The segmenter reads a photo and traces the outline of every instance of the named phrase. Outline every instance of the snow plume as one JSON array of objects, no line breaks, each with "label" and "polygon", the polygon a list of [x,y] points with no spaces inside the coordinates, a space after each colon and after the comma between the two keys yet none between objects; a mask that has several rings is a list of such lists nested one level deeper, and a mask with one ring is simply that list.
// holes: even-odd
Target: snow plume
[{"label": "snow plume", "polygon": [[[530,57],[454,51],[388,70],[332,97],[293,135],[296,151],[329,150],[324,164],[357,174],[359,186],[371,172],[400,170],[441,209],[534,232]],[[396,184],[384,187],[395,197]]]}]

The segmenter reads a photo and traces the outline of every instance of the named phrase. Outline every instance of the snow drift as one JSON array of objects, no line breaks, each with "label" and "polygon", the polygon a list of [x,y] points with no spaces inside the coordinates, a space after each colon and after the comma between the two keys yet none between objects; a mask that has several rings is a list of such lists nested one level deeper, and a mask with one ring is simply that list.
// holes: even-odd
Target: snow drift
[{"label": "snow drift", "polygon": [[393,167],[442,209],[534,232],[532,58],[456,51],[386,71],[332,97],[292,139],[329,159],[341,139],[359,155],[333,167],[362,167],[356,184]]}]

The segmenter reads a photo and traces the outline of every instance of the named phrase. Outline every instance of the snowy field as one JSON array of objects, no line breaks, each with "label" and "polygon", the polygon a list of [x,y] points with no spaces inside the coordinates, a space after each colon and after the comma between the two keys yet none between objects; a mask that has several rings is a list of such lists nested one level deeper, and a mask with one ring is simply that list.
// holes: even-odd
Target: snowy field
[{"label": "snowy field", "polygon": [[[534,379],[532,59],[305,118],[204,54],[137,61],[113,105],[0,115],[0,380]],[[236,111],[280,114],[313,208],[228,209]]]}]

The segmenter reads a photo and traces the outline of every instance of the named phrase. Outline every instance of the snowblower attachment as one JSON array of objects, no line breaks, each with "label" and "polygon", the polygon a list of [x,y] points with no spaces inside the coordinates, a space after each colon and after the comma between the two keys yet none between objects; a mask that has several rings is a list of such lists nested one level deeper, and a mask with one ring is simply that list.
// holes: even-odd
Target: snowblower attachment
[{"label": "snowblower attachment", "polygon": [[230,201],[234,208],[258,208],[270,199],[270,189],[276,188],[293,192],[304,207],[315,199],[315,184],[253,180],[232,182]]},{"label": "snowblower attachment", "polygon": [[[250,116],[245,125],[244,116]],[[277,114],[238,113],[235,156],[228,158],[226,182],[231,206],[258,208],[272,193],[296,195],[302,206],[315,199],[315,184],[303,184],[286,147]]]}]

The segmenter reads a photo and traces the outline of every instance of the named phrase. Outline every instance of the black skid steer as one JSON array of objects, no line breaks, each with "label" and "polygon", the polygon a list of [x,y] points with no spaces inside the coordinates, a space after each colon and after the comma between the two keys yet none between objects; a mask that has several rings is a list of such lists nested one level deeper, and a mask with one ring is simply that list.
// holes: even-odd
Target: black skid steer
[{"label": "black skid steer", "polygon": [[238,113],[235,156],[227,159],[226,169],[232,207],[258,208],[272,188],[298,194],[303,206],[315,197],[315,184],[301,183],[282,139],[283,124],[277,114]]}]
──────
Required work:
Gather every line of the records that contains the string "attachment", and copy each one in full. Matching is case-sensitive.

Response below:
The segmenter reads a photo and traces the outline of every instance of the named phrase. Outline every instance of the snowblower attachment as one JSON array of objects, no line breaks, each with "label" and "polygon", the polygon a list of [x,y] points with no spaces inside the coordinates, a space after each colon and after the comma between the two keys yet none between objects; a mask that has several rings is a list of such lists nested one level deeper, and a mask with one ring is simply that list.
Target: snowblower attachment
[{"label": "snowblower attachment", "polygon": [[230,201],[234,208],[258,208],[270,199],[270,189],[276,188],[293,192],[304,207],[315,199],[315,184],[253,180],[232,182]]},{"label": "snowblower attachment", "polygon": [[[250,116],[245,125],[244,116]],[[277,114],[238,113],[235,156],[228,158],[226,182],[231,206],[258,208],[272,193],[296,195],[302,206],[315,199],[315,184],[303,184],[286,147]]]}]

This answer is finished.